____ Given records

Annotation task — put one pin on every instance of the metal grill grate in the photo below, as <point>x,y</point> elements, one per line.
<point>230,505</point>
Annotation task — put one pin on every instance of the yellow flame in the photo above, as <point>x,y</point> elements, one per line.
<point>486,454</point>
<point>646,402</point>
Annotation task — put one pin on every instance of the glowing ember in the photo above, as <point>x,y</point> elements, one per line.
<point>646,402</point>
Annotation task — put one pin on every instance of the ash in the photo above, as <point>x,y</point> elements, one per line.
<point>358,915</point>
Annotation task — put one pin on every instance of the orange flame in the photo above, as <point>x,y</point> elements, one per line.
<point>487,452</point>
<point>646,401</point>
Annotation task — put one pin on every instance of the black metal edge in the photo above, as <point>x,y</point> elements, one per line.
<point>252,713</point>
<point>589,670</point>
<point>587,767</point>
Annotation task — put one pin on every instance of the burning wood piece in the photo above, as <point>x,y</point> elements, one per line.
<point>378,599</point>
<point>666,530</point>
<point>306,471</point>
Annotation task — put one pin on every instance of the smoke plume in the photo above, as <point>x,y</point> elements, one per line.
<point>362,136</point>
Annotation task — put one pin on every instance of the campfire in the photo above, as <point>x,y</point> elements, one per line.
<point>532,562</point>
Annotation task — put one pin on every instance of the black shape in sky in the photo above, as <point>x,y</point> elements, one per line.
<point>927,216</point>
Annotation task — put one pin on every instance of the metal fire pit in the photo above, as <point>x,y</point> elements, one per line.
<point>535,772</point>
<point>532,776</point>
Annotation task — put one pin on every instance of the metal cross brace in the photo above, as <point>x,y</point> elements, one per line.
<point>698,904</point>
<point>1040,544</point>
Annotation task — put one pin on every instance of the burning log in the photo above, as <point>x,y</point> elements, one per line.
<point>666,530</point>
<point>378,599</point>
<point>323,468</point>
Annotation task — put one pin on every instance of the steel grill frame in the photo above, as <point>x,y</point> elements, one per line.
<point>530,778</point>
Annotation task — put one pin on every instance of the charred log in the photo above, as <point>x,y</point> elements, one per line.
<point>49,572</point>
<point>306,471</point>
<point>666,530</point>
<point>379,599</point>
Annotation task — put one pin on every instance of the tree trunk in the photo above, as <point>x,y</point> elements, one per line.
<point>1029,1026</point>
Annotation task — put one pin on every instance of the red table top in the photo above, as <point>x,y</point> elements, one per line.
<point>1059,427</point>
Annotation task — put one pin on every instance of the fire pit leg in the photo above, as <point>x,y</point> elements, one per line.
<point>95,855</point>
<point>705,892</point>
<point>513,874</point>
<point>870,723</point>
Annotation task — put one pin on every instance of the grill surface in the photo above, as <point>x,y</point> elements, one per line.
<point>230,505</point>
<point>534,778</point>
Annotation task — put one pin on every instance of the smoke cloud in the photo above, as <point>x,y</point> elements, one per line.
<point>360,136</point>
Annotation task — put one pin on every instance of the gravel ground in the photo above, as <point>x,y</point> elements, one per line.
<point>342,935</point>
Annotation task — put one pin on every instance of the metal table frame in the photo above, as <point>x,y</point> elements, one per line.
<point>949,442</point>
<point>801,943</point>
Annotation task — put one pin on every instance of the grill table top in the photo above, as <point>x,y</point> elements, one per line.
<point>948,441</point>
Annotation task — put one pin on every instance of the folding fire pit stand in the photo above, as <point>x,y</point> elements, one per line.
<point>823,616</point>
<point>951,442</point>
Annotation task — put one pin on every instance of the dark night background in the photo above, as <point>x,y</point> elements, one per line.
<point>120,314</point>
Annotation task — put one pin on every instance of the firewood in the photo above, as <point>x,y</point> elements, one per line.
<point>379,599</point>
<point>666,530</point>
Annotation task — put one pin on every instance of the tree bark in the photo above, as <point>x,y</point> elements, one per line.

________

§ **Exercise aim**: Each record must be transcribed word for word.

§ **Result**:
Annotation task — put one pin on every instance of the metal grill grate in the photo below, as <point>x,y</point> elements, one per line.
<point>230,505</point>
Annotation task — put one pin on every instance of the yellow flame in the photo above, as <point>x,y</point> elements, one per line.
<point>486,454</point>
<point>646,402</point>
Annotation task — put one pin on every instance of the glowing ember in the photo above, as <point>x,y</point> elements, one per line.
<point>646,402</point>
Annotation task — put one pin on every instance of the ash in the photo above, as <point>x,y</point> elements, one per line.
<point>358,915</point>
Annotation task — put one pin on every instance of the orange flame in the photo above, as <point>x,y</point> elements, one per line.
<point>487,452</point>
<point>646,401</point>
Annotation task — put one pin on every instance of the black metal edge in the photo above, as <point>x,y</point> elements, one per line.
<point>252,713</point>
<point>589,670</point>
<point>587,767</point>
Annotation task — put one pin on every instance of the burning wood piece in the photo above, as <point>x,y</point> elements, one per line.
<point>378,599</point>
<point>666,530</point>
<point>306,471</point>
Annotation task — put one pin on every instance of the smoke plume in the photo above, as <point>x,y</point> elements, one per line.
<point>362,136</point>
Annotation task — put one pin on every instance of the campfire in the photo above, as <point>x,y</point> elements, one per line.
<point>532,562</point>
Annotation task — put one pin on every instance of the black shape in sky in the photo above, as <point>x,y</point> elements, one per line.
<point>927,216</point>
Annotation task — put one pin on every instance of the metal fire pit in the photo above, as <point>x,y</point> elements, one per line.
<point>535,772</point>
<point>532,776</point>
Annotation task — put one pin on every instance of the metal cross brace in the photo above, as <point>x,y</point> elements, one per line.
<point>698,904</point>
<point>1040,544</point>
Annotation task — put one pin on every instance of the burning log in the photo above, as <point>x,y</point> elements, one per line.
<point>666,530</point>
<point>378,599</point>
<point>323,468</point>
Annotation task — put one pin on every instance of the steel grill frame in the photo above, as <point>x,y</point> elements, one per line.
<point>530,778</point>
Annotation task — put one pin on every instance of the charred log in the photo above, as <point>x,y</point> elements, one per line.
<point>49,572</point>
<point>306,471</point>
<point>666,530</point>
<point>379,599</point>
Annotation task — put one pin on every instance of the tree trunk in the photo above, as <point>x,y</point> elements, one per line.
<point>1029,1026</point>
Annotation task — put one pin on every instance of the red table top in the photo above, as <point>x,y</point> elements, one per line.
<point>1059,427</point>
Annotation task — put one pin on every instance of the fire pit leg in the photo above, as <point>x,y</point> elements, one per line.
<point>95,855</point>
<point>705,892</point>
<point>513,874</point>
<point>870,723</point>
Annotation task — put one pin on every instance of the grill surface in the photo above, as <point>x,y</point> elements, one per line.
<point>230,505</point>
<point>534,778</point>
Annotation task — put one pin on every instance of the smoke cloud in the photo above, as <point>x,y</point> elements, one per line.
<point>360,136</point>
Annotation task — put one pin on every instance of the gravel ground in the photo above, as <point>x,y</point> elements, one per line.
<point>342,935</point>
Annotation task — put one pin on every instance of the metal table frame in the photo above, as <point>x,y</point> elements, one per line.
<point>949,442</point>
<point>801,943</point>
Annotation task — put one pin on every instance of the grill table top in the photo above, as <point>x,y</point> elements, one per line.
<point>948,441</point>
Annotation task — put one pin on every instance of the folding fire pit stand in the photo above, as <point>x,y</point> elements, one per line.
<point>823,616</point>
<point>951,442</point>
Annotation task — put one pin on every instance of the dark night background in the photo above, as <point>x,y</point> elements, one per line.
<point>120,314</point>
Annotation task — put one pin on every instance of the firewood in the photo above, as <point>x,y</point> elements, one per line.
<point>379,599</point>
<point>666,530</point>
Annotation task — put one pin on every instance of the tree bark in the photo above, as <point>x,y</point> elements, one per line.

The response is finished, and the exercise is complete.